[Phrase grounding data]
· · · · · · ·

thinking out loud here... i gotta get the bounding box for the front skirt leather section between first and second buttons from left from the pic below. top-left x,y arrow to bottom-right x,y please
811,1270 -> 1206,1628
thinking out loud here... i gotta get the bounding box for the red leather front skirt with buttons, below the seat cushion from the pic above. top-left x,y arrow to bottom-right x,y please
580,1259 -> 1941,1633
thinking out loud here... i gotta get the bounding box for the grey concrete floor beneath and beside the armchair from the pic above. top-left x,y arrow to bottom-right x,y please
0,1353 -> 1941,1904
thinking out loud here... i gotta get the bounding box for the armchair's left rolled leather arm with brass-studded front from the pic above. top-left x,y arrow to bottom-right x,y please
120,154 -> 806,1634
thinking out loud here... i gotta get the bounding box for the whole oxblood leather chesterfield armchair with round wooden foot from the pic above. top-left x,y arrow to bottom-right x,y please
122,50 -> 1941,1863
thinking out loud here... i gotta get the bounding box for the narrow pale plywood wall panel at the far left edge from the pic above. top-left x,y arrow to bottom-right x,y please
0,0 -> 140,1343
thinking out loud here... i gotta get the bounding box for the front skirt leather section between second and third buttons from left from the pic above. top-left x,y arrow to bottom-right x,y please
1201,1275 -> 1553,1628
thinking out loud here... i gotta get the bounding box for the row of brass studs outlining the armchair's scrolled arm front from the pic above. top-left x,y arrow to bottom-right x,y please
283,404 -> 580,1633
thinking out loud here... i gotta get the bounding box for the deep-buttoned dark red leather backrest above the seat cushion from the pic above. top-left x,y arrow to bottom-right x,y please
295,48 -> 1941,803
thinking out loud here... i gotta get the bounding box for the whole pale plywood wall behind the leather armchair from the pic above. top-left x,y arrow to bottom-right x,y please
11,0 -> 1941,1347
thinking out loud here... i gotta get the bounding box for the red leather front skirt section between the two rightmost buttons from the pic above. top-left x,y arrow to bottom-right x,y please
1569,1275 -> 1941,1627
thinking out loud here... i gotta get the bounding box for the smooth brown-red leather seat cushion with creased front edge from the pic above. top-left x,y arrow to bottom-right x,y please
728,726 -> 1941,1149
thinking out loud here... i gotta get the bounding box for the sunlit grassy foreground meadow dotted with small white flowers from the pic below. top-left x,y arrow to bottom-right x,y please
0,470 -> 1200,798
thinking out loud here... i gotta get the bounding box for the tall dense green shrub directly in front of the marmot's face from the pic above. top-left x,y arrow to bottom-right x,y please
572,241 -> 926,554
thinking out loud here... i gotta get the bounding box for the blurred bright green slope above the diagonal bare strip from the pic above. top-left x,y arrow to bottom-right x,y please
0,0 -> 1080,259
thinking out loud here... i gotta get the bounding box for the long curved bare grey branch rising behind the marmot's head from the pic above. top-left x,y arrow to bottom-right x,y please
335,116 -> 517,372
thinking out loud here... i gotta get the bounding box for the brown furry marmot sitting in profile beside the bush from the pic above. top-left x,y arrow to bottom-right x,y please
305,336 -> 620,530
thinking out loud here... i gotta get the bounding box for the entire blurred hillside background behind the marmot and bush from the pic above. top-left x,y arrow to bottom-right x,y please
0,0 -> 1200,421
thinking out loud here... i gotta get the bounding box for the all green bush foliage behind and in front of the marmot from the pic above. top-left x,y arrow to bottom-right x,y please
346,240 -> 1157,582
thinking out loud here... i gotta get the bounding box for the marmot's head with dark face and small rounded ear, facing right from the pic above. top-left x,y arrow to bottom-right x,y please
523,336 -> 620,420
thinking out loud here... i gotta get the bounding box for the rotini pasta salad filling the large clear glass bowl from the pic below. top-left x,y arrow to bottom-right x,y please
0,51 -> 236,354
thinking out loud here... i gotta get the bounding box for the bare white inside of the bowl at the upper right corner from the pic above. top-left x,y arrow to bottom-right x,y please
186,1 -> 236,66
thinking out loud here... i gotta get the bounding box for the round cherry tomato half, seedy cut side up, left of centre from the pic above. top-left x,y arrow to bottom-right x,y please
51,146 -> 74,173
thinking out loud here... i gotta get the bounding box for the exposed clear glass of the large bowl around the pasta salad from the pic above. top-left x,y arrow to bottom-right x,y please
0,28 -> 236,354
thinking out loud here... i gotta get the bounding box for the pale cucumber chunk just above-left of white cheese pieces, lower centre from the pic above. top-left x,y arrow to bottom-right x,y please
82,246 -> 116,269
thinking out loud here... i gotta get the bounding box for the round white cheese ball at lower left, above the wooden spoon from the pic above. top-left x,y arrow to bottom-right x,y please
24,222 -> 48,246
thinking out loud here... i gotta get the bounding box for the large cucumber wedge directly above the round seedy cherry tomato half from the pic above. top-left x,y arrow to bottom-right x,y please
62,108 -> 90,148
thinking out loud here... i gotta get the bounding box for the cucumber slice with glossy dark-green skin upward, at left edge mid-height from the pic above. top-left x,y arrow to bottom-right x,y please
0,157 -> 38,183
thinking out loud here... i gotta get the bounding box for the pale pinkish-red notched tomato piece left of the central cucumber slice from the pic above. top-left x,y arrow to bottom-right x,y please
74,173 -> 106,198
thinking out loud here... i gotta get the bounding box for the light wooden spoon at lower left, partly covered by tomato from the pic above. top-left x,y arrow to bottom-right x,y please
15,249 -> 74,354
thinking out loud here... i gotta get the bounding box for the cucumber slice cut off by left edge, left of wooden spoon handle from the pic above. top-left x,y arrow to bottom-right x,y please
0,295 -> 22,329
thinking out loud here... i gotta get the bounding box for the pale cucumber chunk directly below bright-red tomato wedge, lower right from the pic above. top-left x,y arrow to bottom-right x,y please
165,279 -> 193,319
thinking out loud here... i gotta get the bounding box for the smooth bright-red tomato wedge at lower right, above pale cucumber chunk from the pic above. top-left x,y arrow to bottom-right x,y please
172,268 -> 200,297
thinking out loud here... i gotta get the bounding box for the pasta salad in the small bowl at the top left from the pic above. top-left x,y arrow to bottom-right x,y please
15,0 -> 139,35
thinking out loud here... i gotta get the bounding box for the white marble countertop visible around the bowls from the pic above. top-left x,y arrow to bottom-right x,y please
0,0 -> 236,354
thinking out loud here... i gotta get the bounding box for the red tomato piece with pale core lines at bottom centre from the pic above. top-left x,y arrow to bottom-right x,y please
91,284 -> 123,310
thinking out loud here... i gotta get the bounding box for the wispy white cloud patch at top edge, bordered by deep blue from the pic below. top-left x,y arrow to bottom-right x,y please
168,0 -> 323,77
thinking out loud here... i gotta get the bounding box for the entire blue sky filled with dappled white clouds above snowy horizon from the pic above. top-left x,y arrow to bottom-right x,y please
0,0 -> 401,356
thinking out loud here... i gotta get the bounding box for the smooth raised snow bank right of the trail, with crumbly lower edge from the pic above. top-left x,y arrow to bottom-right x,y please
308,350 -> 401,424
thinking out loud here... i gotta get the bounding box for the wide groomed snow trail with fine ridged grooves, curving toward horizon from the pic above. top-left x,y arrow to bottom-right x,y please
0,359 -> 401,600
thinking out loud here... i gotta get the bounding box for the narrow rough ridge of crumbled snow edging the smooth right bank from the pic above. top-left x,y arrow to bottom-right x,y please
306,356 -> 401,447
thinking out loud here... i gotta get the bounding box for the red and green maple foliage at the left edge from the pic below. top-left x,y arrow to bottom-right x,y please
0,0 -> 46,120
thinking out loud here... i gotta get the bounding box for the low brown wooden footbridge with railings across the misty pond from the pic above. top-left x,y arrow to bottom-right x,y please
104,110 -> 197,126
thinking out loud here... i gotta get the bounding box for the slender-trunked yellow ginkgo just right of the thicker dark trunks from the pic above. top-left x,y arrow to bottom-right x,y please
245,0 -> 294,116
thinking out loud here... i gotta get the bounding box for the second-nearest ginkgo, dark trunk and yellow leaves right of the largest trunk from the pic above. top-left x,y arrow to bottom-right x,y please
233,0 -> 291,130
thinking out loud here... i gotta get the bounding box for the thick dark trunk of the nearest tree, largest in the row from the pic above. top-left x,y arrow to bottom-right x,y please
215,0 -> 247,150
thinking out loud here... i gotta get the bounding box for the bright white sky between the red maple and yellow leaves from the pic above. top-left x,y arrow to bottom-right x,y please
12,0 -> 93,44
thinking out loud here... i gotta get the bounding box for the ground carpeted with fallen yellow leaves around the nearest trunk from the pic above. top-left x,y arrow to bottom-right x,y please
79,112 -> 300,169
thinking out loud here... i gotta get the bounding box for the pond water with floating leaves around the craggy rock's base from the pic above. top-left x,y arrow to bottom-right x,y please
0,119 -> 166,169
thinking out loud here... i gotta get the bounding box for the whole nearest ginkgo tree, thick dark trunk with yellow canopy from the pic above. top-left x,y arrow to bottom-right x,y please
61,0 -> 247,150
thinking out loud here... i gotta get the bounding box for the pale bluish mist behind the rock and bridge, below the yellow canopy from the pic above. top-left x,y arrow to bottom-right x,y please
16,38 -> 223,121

· · · · · · ·

- WHAT THE TASK ASKS:
Each line from the one that contains "for the pond" to the end of the data should be set down exactly, both ends included.

- SOLUTION BELOW:
thinking out loud here... i gotta get the bounding box for the pond water with floating leaves around the craggy rock's base from the pic above. top-left x,y arrow to bottom-right x,y please
0,119 -> 166,169
thinking out loud here... i gotta get the bounding box for the whole nearest ginkgo tree, thick dark trunk with yellow canopy from the pic above. top-left x,y arrow to bottom-right x,y please
61,0 -> 247,150
thinking out loud here... i gotta get the bounding box for the pale bluish mist behind the rock and bridge, below the yellow canopy from the pic above. top-left x,y arrow to bottom-right x,y please
16,38 -> 223,121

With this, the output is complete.